What needs to be done: Repeat every one of the lines below word for word and in the same order.

Task input:
┌──

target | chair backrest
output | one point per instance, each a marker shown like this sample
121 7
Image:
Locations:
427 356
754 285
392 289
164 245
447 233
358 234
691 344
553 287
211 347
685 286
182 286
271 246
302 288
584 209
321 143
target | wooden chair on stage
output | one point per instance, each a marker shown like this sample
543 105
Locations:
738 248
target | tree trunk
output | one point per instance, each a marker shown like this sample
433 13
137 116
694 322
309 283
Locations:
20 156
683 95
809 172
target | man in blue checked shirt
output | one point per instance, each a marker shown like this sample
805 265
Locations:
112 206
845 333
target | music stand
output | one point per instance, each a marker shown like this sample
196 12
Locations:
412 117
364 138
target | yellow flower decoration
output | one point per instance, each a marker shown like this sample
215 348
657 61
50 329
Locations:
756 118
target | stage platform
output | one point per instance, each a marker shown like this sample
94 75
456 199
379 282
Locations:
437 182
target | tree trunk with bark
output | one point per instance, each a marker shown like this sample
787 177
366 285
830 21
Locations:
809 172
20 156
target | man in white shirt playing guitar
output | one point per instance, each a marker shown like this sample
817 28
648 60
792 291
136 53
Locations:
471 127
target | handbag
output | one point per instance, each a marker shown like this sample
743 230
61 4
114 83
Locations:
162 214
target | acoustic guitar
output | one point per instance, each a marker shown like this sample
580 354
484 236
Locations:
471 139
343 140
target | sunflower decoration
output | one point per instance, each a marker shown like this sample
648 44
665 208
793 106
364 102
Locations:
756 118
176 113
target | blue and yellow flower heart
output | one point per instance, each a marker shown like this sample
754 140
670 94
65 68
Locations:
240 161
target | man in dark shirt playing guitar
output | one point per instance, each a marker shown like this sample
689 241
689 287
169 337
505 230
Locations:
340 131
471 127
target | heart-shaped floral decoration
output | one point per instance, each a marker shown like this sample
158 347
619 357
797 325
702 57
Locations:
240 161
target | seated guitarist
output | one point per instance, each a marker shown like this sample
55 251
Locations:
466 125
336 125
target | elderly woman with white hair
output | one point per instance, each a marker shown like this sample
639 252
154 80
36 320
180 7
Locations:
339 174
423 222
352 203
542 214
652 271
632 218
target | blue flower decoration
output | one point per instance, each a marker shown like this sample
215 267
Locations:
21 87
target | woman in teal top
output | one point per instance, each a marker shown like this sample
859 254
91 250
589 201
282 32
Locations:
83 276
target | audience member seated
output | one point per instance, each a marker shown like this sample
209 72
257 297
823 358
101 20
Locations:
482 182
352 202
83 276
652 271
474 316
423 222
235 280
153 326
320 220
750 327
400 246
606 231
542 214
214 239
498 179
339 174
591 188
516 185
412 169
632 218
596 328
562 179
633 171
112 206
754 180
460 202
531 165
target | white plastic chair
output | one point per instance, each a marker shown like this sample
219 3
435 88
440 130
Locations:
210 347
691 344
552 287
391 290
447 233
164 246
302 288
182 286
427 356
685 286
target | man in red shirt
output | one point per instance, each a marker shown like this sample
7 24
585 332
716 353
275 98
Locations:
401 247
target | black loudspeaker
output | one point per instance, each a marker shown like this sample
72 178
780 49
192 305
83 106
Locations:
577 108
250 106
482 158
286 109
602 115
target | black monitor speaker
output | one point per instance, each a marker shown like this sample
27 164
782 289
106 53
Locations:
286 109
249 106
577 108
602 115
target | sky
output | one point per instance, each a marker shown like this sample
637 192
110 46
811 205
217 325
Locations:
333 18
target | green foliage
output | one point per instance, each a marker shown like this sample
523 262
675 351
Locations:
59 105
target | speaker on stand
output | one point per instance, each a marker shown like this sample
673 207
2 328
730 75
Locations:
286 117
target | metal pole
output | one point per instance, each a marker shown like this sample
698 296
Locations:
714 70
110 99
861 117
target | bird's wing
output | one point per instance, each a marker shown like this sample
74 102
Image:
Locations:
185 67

└──

Result below:
target | chair backrest
output | one point per instance, each a marker shown like this sample
121 7
Image:
Locations:
427 356
754 285
392 289
164 245
447 233
358 234
691 344
553 287
211 347
685 286
182 286
271 246
302 288
584 209
321 143
target | wooden chair on stage
output | one point per instance, each a marker shown like this sample
543 105
Locations:
738 248
target | tree trunk
output | one point per instance, each a marker shown like this sample
433 13
137 116
694 322
309 283
Locations:
20 156
683 95
809 172
target | man in blue checked shirt
output | one point per instance, each a marker shown like this sample
805 265
Locations:
112 206
845 333
target | music stand
output | one point per instance, each a marker shown like this sample
196 12
Locations:
412 117
364 138
target | yellow flower decoration
output | one point per instance, each a marker shown like this sample
215 348
657 61
50 329
Locations:
756 118
target | stage platform
output | one point per instance, each a marker shown like this sample
94 75
456 199
379 282
Locations:
437 182
target | tree trunk with bark
output | one point per instance, each a marker shown like this sample
787 177
366 285
830 21
Locations:
809 172
20 156
target | man in white shirt playing guitar
output | one point per instance, each a marker shown like this sample
817 28
648 60
792 291
136 53
Locations:
471 127
target | handbag
output | one point per instance, each a marker shown like this sample
743 230
61 4
114 83
Locations:
162 214
target | acoustic guitar
output | one point per instance, each a marker shown like this sample
580 354
484 236
Locations:
471 139
343 140
target | sunflower decoration
output | one point per instance, each a marker shown like this sample
648 44
665 208
793 106
364 102
Locations:
756 118
176 113
target | blue and yellow flower heart
output | one point per instance, each a marker shown like this sample
754 140
670 94
65 68
Locations:
240 161
target | man in dark shirt playing guitar
output | one point per instance, each a marker shown like this sample
689 241
689 287
169 337
505 230
Locations:
340 131
471 127
target | heart-shaped floral decoration
output | one point per instance, each a marker shown like this sample
158 347
619 357
797 325
702 57
Locations:
240 161
target | seated guitarist
output | one point per instance, each a marker shown like this sample
55 251
Locations:
466 125
336 125
target | elderly woman with white hair
output | one point per instance, each a marker shown like this sample
639 252
154 80
36 320
180 7
Locations:
339 174
423 222
352 203
542 214
652 271
632 218
target | blue flower decoration
output | one point per instance, each a marker shown like this sample
215 267
Locations:
21 87
target | woman in teal top
output | one point per instance, each a marker shown like this sample
859 254
91 250
589 201
282 32
Locations:
83 276
target | audience member seated
output | one point per instance, each a marker shown like this sample
209 72
257 297
823 358
101 20
Locations:
482 182
352 202
83 276
652 271
474 316
423 222
235 280
153 326
320 220
750 327
400 246
606 231
542 214
214 239
498 179
339 174
591 188
516 185
412 169
632 218
596 328
562 179
633 171
112 206
754 180
460 202
531 165
target | white plastic chair
output | one point per instance, each a marker shown like this sample
219 3
435 88
440 130
Locations:
210 347
691 344
552 287
391 290
447 233
164 246
302 288
182 286
427 356
685 286
target | man in red shirt
output | one point per instance, each a marker shown like this sample
7 24
585 332
716 353
275 98
Locations:
401 247
target | black loudspeaker
output | one point per instance, each a marker shown like this sample
72 178
780 49
192 305
83 106
Locations:
577 108
250 106
482 158
286 109
602 115
target | black monitor speaker
output | one point per instance, each a marker shown like this sample
27 164
782 289
106 53
Locations:
286 109
249 106
577 108
602 115
target | sky
output | one point per instance, each a marker shown like this sample
637 192
110 46
811 205
217 325
Locations:
333 18
target | green foliage
output | one point per instance, each a marker shown like this sample
523 262
675 351
Locations:
59 105
target | speaker on stand
output | one point per instance, each a marker shown like this sample
673 207
2 328
730 75
Locations:
286 117
target | metal pole
output | one point per instance, each a marker shown like this sample
698 296
Locations:
714 70
110 99
861 117
target | bird's wing
output | one point per instance, each a marker shown like this sample
74 102
Image:
Locations:
185 67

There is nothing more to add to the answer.